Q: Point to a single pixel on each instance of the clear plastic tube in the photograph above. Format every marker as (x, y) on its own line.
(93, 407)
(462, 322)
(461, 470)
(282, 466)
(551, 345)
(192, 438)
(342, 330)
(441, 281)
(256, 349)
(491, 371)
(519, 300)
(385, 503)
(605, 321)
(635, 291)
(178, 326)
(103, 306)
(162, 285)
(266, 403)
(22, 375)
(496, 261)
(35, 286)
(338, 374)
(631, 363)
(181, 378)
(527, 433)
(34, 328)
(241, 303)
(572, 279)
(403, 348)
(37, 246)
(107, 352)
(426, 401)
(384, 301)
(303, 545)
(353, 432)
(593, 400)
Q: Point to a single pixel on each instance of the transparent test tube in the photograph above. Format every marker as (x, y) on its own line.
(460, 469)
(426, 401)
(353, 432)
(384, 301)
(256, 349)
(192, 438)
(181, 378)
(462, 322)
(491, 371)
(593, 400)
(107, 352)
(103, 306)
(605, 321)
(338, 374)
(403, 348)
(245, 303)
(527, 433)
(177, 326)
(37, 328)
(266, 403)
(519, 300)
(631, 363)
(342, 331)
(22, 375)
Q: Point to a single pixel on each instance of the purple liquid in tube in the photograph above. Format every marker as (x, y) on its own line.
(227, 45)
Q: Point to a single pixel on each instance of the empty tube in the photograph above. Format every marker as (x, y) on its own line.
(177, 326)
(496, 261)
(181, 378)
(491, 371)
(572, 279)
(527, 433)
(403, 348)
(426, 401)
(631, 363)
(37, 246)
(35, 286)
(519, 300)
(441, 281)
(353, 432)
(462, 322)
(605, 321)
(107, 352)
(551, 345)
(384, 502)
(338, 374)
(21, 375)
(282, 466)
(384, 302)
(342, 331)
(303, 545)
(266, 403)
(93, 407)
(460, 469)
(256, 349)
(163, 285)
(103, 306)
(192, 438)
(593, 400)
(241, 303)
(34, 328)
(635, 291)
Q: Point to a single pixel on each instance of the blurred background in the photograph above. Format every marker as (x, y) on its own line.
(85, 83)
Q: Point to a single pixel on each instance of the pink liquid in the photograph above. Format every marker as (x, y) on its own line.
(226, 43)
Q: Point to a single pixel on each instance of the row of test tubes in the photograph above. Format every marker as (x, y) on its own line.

◆ What the task asks
The full listing above should be transcribed exactly.

◆ Solved exercise
Q: Point to a single pixel on each instance of the clear plastic tube in the photograph above. Format every marker as (x, y) on its own line.
(93, 407)
(462, 322)
(461, 470)
(282, 466)
(551, 345)
(192, 438)
(342, 330)
(441, 281)
(256, 349)
(491, 371)
(519, 300)
(385, 503)
(605, 321)
(635, 291)
(178, 326)
(103, 306)
(162, 285)
(266, 403)
(22, 375)
(496, 261)
(35, 286)
(338, 374)
(631, 363)
(181, 378)
(527, 433)
(34, 328)
(241, 303)
(572, 279)
(403, 348)
(37, 246)
(107, 352)
(426, 401)
(384, 301)
(303, 545)
(353, 432)
(593, 400)
Q: Point to a single pixel on each instance of the transparent test tube in the photograph above. Format every marker as (x, y) on its own line.
(460, 469)
(426, 401)
(353, 432)
(384, 301)
(256, 349)
(192, 438)
(181, 378)
(462, 322)
(491, 371)
(593, 400)
(107, 352)
(103, 306)
(605, 321)
(338, 374)
(403, 348)
(245, 303)
(527, 433)
(177, 326)
(37, 328)
(266, 403)
(519, 300)
(631, 363)
(342, 331)
(22, 375)
Q: Point to a single pixel on each instance of the purple liquid in tube in the photograph above. Format every marker as (x, y) on its own line.
(227, 45)
Q: Point to a single pixel on each instance of the empty tube in the photograph above. Format every marker as (x, y) on its own line.
(177, 326)
(496, 261)
(181, 378)
(491, 371)
(572, 279)
(527, 433)
(403, 348)
(426, 401)
(631, 363)
(37, 246)
(35, 286)
(519, 300)
(441, 281)
(353, 432)
(462, 322)
(605, 321)
(107, 352)
(551, 345)
(384, 502)
(338, 374)
(21, 375)
(282, 466)
(384, 302)
(342, 331)
(303, 545)
(266, 403)
(93, 407)
(460, 469)
(256, 349)
(163, 285)
(103, 306)
(192, 438)
(593, 400)
(241, 303)
(34, 328)
(635, 291)
Q: Point to a single pixel on each instance of the blurred background in the photograph above. Format every marker as (x, y) on its own line.
(85, 83)
Q: Point to a single pixel on each instance of the pink liquid in the photograph above. Format every marker as (x, y) on its own line.
(226, 43)
Q: Point to a single pixel on each instance of the row of test tubes in the photograph above. Format every marker as (x, y) on its own line.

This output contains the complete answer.